### 任务目标
- 1) 用两句话概括所给文本。
- 2) 请把所给文本中的句子 "The goal is to push the cart left or right so that the pole stays in the equilibrium." 译成中文。

++++ 所给文本 ++++

So, we start with CartPole-v1. The goal is to push the cart left or right **so that the pole stays in the equilibrium.**

The episode ends if:
- The pole Angle is greater than ±12°
- Cart Position is greater than ±2.4
- Episode length is greater than 500

We get a reward 💰 of +1 every timestep the Pole stays in the equilibrium.

In [None]:
env_id = "CartPole-v1"
# 创建环境
env = gym.make(env_id)

# 创建评估环境
eval_env = gym.make(env_id)

# 获取状态空间和动作空间
s_size = env.observation_space.shape[0]
a_size = env.action_space.n

In [None]:
print("_____OBSERVATION SPACE_____ \n")
print("The State Space is: ", s_size)
print("Sample observation", env.observation_space.sample()) # Get a random observation

In [None]:
print("\n _____ACTION SPACE_____ \n")
print("The Action Space is: ", a_size)
print("Action Space Sample", env.action_space.sample()) # Take a random action

## 创建强化架构

* 两个全连接层 fc1 和 fc2
* 使用 ReLU 作为 fc1 的激活函数
* 使用 softmax 输出动作的概率分布

In [None]:
class Policy(nn.Module):
    def __init__(self, s_size, a_size, h_size):
        super(Policy, self).__init__()
        self.fc1 = nn.Linear(s_size, h_size)
        self.fc2 = nn.Linear(h_size, a_size)
        
    def forward(self, x):
        x = F.relu(self.fc1(x))
        x = self.fc2(x)
        
        return F.softmax(x, dim=1)
    
    def act(self, state):
        # torch.from_numpy(state) 将 state 转换为 PyTorch 张量
        # unsqueeze(0) 在张量的第 0 维（即最外层维度）上添加一个维度 这是因为神经网络通常要求输入数据的第 0 维表示批次大小
        state = torch.from_numpy(state).float().unsqueeze(0).to(device)
        probs = self.forward(state).cpu()
        # Categorical 是 PyTorch 中的一个分布类 用于表示离散型随机变量的概率分布
        m = Categorical(probs)
        action = m.sample()
        return action.item(), m.log_prob(action)
        

## 创建强化算法

In [None]:
def reinforce(policy, optimizer, n_training_episodes, max_t, gamma, print_every):
    # 计算训练过程中的分数
    scores_deque = deque(maxlen=100)

++++ 记录摘录 ++++

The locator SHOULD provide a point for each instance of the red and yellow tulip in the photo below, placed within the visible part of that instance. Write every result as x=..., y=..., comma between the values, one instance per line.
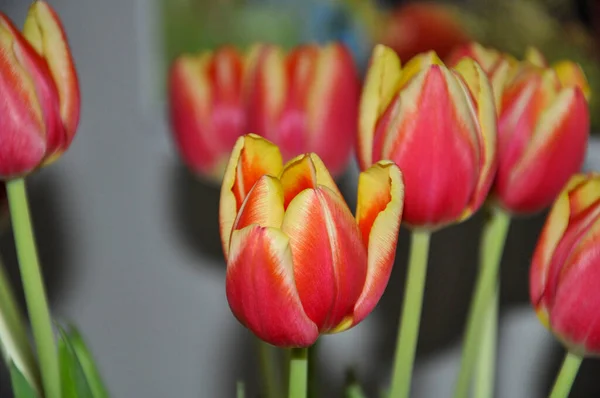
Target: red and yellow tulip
x=438, y=125
x=298, y=263
x=565, y=271
x=543, y=129
x=302, y=101
x=41, y=100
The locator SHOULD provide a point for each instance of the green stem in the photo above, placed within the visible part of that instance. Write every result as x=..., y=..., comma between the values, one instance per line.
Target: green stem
x=313, y=379
x=33, y=286
x=566, y=376
x=485, y=371
x=486, y=289
x=298, y=373
x=408, y=330
x=13, y=333
x=268, y=370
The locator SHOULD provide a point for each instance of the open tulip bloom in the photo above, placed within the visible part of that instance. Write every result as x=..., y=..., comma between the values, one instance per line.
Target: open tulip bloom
x=302, y=101
x=543, y=129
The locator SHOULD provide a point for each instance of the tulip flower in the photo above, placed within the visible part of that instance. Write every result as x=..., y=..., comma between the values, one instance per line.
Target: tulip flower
x=302, y=101
x=438, y=125
x=40, y=110
x=565, y=270
x=298, y=263
x=543, y=129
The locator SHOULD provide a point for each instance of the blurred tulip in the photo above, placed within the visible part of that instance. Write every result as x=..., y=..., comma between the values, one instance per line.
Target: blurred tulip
x=565, y=270
x=40, y=110
x=298, y=263
x=416, y=28
x=438, y=125
x=302, y=101
x=543, y=129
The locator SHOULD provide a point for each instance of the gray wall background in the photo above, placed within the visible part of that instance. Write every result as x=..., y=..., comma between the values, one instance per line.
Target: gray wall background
x=130, y=246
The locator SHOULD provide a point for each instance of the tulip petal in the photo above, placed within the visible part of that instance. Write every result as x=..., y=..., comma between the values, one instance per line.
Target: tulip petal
x=332, y=103
x=305, y=172
x=45, y=32
x=380, y=87
x=330, y=260
x=574, y=314
x=561, y=133
x=378, y=214
x=23, y=105
x=266, y=89
x=570, y=74
x=263, y=206
x=189, y=102
x=478, y=86
x=251, y=158
x=433, y=137
x=261, y=290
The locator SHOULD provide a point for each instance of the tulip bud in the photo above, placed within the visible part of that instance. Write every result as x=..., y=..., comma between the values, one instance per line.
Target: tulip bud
x=565, y=270
x=543, y=129
x=298, y=263
x=438, y=125
x=41, y=93
x=302, y=101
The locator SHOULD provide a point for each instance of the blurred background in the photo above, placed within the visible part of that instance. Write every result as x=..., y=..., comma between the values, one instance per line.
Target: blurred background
x=129, y=238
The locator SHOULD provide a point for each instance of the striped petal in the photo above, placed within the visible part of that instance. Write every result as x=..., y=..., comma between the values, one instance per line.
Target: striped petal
x=261, y=289
x=330, y=260
x=574, y=313
x=263, y=206
x=265, y=89
x=380, y=87
x=305, y=172
x=433, y=138
x=554, y=153
x=554, y=229
x=251, y=158
x=378, y=214
x=570, y=74
x=332, y=108
x=480, y=89
x=45, y=33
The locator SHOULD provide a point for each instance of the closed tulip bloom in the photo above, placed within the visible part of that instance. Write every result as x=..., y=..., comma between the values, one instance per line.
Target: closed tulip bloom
x=438, y=125
x=302, y=101
x=565, y=270
x=41, y=101
x=543, y=129
x=298, y=263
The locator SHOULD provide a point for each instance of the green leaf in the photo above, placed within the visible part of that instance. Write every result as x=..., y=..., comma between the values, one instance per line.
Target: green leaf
x=20, y=385
x=14, y=341
x=241, y=390
x=73, y=380
x=353, y=388
x=87, y=363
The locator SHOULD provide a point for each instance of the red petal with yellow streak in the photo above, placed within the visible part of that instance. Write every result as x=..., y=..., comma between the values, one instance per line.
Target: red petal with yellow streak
x=552, y=153
x=29, y=105
x=378, y=214
x=252, y=158
x=432, y=136
x=261, y=289
x=330, y=260
x=305, y=172
x=44, y=30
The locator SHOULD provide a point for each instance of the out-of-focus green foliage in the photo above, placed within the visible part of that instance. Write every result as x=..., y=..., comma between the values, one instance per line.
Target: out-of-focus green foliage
x=514, y=25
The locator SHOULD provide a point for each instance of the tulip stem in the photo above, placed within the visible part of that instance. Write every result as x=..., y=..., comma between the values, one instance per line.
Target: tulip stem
x=33, y=287
x=566, y=376
x=485, y=299
x=13, y=333
x=268, y=370
x=410, y=320
x=298, y=373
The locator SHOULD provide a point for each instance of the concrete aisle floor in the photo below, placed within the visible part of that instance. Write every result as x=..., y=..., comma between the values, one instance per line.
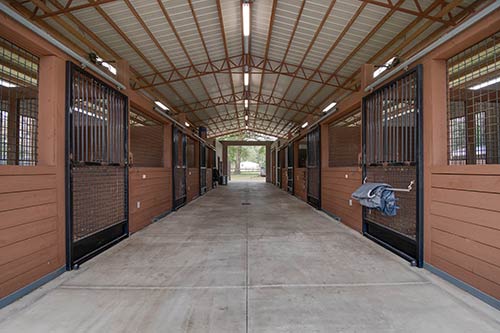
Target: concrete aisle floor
x=275, y=265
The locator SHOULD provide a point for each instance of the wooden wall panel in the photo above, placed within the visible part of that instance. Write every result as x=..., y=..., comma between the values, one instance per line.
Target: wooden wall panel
x=146, y=145
x=337, y=185
x=209, y=179
x=29, y=226
x=284, y=178
x=152, y=188
x=193, y=184
x=464, y=225
x=300, y=183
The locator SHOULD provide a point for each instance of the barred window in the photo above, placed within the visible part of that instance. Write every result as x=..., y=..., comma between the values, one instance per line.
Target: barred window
x=146, y=140
x=18, y=105
x=192, y=160
x=473, y=104
x=344, y=141
x=302, y=152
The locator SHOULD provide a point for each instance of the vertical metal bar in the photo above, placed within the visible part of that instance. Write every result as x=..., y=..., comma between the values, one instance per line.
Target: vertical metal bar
x=73, y=104
x=403, y=122
x=400, y=113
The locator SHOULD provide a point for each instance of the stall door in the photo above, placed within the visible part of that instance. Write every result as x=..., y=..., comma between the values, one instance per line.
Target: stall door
x=180, y=167
x=289, y=159
x=97, y=172
x=314, y=168
x=278, y=169
x=203, y=168
x=392, y=154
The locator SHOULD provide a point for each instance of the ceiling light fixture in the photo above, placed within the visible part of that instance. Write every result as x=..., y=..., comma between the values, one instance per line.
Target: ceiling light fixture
x=246, y=19
x=485, y=84
x=246, y=79
x=388, y=64
x=161, y=105
x=7, y=84
x=330, y=106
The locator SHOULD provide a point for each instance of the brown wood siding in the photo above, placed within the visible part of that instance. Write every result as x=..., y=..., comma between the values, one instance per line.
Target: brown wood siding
x=300, y=183
x=193, y=183
x=464, y=222
x=30, y=244
x=336, y=193
x=152, y=187
x=146, y=146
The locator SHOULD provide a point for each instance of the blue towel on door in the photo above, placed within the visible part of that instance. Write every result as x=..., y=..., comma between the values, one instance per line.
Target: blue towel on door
x=377, y=196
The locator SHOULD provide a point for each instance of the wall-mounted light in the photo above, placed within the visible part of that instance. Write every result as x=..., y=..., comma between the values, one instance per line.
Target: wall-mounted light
x=246, y=19
x=485, y=84
x=161, y=105
x=388, y=64
x=7, y=84
x=330, y=106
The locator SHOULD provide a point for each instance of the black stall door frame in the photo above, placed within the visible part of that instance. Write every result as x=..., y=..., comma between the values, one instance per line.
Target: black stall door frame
x=395, y=156
x=96, y=149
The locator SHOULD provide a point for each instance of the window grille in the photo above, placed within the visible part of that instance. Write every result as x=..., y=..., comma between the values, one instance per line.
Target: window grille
x=302, y=153
x=18, y=105
x=473, y=104
x=344, y=141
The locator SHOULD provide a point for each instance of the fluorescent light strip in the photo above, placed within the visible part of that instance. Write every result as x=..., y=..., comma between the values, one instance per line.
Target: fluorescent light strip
x=246, y=19
x=7, y=84
x=485, y=84
x=330, y=106
x=246, y=79
x=161, y=105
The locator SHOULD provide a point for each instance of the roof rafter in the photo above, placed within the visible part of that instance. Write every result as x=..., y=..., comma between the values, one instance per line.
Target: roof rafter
x=67, y=8
x=226, y=65
x=236, y=99
x=405, y=40
x=419, y=12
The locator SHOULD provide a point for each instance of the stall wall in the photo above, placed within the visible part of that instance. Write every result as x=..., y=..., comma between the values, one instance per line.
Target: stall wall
x=338, y=183
x=461, y=203
x=32, y=198
x=31, y=225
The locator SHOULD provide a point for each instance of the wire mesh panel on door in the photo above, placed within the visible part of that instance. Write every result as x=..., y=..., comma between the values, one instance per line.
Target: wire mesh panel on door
x=97, y=130
x=203, y=168
x=392, y=151
x=289, y=158
x=314, y=168
x=180, y=167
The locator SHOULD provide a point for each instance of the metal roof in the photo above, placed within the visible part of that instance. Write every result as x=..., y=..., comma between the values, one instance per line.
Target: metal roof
x=303, y=54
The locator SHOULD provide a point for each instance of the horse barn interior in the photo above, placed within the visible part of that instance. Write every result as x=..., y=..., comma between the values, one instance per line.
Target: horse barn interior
x=116, y=212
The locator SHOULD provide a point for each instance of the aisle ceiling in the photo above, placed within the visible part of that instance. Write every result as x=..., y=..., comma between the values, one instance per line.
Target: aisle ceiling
x=302, y=55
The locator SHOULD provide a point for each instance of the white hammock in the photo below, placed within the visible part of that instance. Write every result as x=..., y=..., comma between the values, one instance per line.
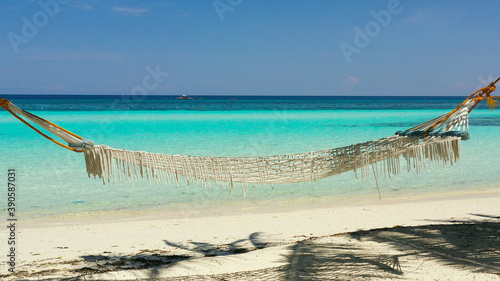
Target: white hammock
x=437, y=140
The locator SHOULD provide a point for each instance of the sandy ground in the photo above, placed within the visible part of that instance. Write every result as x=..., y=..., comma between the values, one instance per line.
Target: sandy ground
x=445, y=237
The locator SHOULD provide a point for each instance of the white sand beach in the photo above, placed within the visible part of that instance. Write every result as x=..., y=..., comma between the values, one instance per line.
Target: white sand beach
x=438, y=237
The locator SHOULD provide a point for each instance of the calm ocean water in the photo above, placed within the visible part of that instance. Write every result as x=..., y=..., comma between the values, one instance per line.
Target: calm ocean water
x=52, y=180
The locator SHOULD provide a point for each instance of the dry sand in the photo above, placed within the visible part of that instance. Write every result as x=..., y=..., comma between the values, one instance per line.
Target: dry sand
x=439, y=237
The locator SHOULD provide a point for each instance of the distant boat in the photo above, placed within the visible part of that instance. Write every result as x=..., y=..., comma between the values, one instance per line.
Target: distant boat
x=184, y=97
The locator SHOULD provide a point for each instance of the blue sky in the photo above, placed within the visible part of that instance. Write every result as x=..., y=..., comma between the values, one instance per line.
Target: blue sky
x=248, y=47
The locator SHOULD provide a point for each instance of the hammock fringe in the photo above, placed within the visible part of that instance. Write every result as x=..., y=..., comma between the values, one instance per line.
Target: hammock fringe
x=382, y=156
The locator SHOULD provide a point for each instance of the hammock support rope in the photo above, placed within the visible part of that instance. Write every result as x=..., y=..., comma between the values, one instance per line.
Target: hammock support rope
x=435, y=142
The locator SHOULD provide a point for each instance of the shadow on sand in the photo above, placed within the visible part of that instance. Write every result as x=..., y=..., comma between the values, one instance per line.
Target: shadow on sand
x=467, y=245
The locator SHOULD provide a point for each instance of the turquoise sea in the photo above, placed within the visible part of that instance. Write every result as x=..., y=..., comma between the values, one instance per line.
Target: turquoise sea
x=52, y=180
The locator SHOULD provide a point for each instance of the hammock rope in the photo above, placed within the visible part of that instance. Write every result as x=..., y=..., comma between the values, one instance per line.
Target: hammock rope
x=435, y=142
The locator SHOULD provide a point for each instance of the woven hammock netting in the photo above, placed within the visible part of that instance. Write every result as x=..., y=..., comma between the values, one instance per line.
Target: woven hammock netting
x=433, y=143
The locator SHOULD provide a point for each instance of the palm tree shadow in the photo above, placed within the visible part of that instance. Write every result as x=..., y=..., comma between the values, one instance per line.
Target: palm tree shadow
x=253, y=242
x=473, y=244
x=313, y=260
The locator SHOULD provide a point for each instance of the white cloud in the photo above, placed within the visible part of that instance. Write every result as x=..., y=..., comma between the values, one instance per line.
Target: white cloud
x=71, y=55
x=130, y=11
x=350, y=82
x=85, y=7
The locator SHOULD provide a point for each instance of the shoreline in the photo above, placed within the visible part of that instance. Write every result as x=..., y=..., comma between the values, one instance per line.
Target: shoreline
x=227, y=208
x=127, y=244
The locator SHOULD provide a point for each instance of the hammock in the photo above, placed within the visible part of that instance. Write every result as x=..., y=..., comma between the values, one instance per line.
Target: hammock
x=437, y=140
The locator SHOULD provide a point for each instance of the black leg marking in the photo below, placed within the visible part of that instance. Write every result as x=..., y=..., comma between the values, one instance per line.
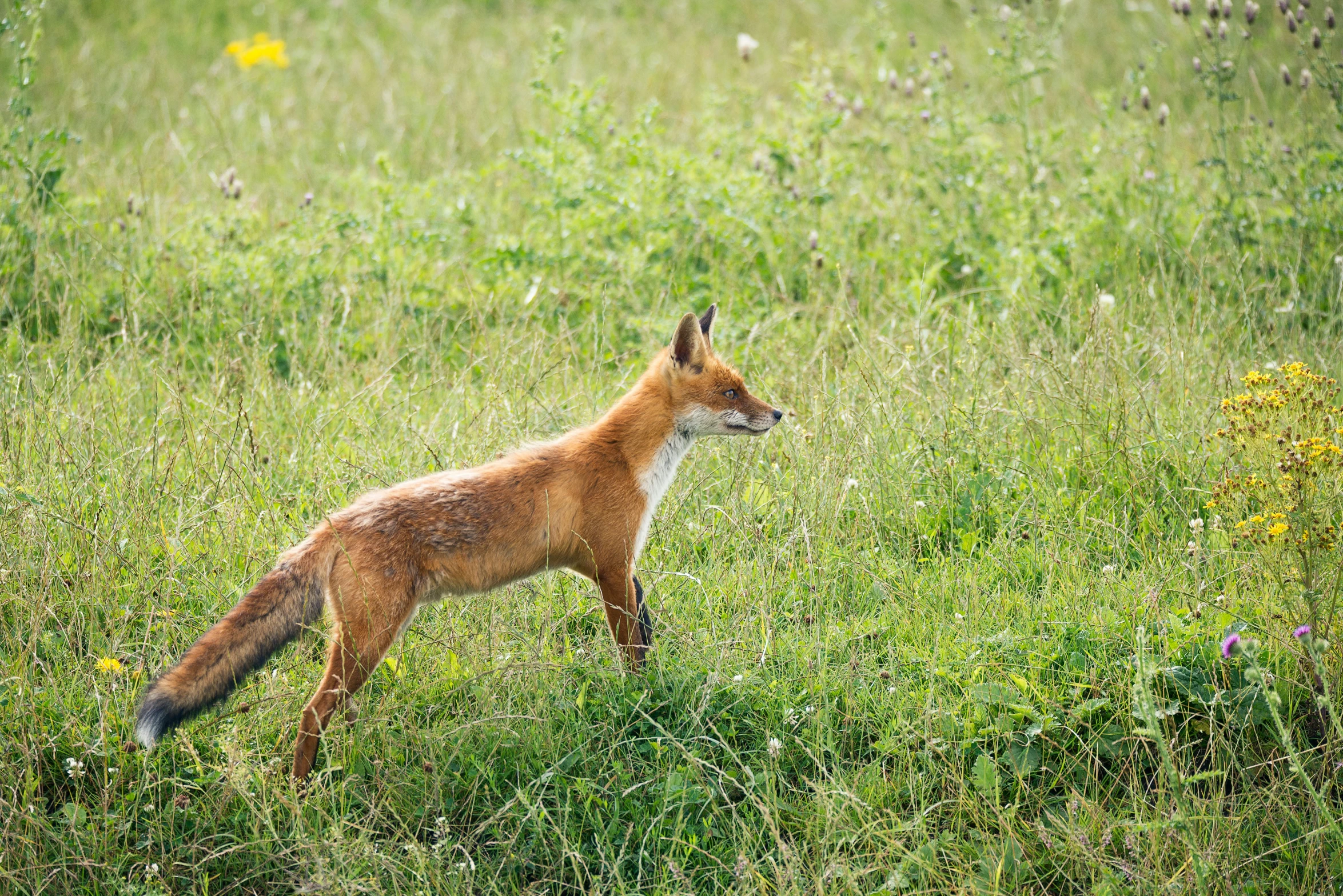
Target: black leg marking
x=645, y=617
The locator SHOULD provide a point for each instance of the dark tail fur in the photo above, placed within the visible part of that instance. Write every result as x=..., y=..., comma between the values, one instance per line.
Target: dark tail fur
x=269, y=616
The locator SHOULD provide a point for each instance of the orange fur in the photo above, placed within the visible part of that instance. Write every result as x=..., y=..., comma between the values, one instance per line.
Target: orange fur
x=582, y=502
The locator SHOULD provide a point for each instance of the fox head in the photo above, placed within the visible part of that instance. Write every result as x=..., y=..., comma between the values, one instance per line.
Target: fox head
x=708, y=393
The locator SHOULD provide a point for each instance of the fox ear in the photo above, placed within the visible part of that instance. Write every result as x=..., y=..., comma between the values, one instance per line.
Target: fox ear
x=688, y=344
x=707, y=325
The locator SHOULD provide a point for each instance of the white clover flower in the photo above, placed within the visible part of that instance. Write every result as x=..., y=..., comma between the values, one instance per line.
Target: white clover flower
x=746, y=46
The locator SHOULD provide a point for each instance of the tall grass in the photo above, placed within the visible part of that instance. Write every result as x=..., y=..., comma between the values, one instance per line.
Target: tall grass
x=949, y=630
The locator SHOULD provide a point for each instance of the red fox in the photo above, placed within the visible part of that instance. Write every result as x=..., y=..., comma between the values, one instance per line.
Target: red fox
x=582, y=502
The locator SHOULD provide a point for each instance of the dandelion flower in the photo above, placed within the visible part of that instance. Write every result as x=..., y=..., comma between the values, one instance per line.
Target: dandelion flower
x=746, y=46
x=262, y=50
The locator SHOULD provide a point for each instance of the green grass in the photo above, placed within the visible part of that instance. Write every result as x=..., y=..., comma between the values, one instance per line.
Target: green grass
x=907, y=585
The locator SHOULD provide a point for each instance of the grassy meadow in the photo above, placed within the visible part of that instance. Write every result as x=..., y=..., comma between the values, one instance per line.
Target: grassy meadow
x=955, y=627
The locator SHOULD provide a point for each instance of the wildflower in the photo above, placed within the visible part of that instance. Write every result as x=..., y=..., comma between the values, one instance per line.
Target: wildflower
x=230, y=184
x=262, y=50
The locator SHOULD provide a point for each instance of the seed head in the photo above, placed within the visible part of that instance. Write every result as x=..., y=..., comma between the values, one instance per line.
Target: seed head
x=746, y=46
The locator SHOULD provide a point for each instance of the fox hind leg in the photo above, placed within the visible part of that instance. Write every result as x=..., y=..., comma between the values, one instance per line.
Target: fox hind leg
x=645, y=617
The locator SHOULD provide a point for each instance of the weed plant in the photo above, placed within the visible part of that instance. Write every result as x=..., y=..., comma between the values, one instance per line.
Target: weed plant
x=977, y=619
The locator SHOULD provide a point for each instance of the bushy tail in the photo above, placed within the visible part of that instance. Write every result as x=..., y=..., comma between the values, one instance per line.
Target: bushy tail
x=269, y=616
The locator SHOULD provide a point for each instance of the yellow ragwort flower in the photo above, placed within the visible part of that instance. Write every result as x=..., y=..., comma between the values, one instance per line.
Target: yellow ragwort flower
x=262, y=49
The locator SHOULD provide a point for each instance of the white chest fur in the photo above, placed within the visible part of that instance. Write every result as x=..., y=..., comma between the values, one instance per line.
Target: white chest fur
x=657, y=478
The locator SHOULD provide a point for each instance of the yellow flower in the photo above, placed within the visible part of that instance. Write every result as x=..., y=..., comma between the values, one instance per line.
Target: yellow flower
x=262, y=50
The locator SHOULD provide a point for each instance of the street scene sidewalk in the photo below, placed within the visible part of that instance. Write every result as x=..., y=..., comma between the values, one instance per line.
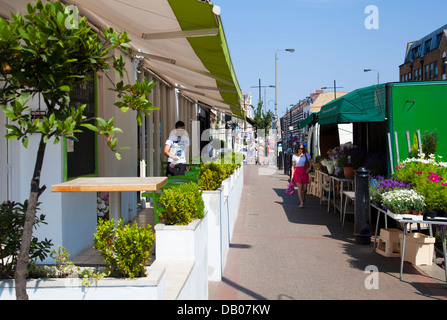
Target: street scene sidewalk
x=281, y=252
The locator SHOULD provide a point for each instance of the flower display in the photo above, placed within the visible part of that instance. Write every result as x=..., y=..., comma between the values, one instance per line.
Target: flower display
x=427, y=177
x=380, y=185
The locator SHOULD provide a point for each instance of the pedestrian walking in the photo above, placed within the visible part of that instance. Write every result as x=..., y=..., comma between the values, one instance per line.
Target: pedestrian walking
x=175, y=149
x=301, y=166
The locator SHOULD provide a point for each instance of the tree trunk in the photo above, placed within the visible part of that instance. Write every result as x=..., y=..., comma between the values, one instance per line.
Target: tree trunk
x=30, y=218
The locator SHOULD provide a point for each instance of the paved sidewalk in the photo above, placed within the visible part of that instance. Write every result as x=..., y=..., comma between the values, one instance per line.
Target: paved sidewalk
x=281, y=252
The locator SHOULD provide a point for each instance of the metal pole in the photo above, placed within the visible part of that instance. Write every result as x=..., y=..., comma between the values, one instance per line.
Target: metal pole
x=362, y=228
x=276, y=85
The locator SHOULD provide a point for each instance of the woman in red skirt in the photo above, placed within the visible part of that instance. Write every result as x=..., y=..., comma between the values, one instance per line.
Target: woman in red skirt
x=301, y=164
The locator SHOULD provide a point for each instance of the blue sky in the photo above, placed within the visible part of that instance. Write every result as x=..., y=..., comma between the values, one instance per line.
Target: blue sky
x=330, y=40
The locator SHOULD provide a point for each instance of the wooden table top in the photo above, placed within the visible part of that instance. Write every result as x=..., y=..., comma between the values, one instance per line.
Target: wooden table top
x=104, y=184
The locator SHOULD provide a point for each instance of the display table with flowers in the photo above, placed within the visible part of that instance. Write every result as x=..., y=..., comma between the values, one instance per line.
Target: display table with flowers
x=415, y=193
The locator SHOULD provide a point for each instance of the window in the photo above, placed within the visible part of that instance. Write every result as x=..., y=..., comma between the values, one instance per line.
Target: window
x=427, y=45
x=81, y=155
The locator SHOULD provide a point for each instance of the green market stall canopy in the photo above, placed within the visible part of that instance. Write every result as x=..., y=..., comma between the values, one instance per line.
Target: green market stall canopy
x=362, y=105
x=311, y=119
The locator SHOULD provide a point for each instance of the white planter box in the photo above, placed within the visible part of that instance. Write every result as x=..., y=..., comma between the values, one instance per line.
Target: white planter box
x=222, y=206
x=218, y=236
x=152, y=287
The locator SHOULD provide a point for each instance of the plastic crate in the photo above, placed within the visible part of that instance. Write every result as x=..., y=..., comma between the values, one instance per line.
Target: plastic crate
x=419, y=248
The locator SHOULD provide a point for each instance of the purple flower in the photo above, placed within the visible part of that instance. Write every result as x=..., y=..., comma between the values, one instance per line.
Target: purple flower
x=433, y=177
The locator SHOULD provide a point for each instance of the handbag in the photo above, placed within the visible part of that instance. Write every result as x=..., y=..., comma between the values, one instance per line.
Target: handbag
x=290, y=189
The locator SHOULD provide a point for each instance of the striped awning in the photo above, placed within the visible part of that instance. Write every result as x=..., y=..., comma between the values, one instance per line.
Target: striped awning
x=182, y=41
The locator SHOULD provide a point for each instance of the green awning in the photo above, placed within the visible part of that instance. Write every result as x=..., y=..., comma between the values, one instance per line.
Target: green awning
x=211, y=50
x=182, y=42
x=362, y=105
x=311, y=119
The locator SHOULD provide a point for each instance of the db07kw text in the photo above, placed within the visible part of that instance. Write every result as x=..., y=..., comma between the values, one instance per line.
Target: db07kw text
x=246, y=309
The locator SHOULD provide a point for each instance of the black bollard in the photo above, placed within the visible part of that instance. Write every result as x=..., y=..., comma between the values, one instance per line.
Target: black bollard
x=362, y=217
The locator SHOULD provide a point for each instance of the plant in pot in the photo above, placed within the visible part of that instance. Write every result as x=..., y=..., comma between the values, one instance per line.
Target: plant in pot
x=125, y=248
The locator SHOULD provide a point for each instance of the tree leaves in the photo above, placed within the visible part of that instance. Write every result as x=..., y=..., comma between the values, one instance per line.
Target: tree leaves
x=42, y=54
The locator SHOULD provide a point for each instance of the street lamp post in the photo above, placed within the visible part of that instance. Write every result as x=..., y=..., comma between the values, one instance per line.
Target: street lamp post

++++

### 参考答案
- 1) 所给文本以 CartPole-v1 为例，目标是向左或向右推动小车使杆保持平衡；当杆的角度超过 ±12°、小车位置超过 ±2.4 或回合长度超过 500 时回合结束，杆每保持平衡一个时间步就获得 +1 的奖励。随后代码创建了环境和评估环境，获取了状态空间和动作空间的大小，并定义了一个策略网络：它含两个全连接层 fc1 和 fc2，fc1 以 ReLU 为激活函数，并用 softmax 输出动作的概率分布。

- 2) 目标是向左或向右推动小车，使杆保持平衡。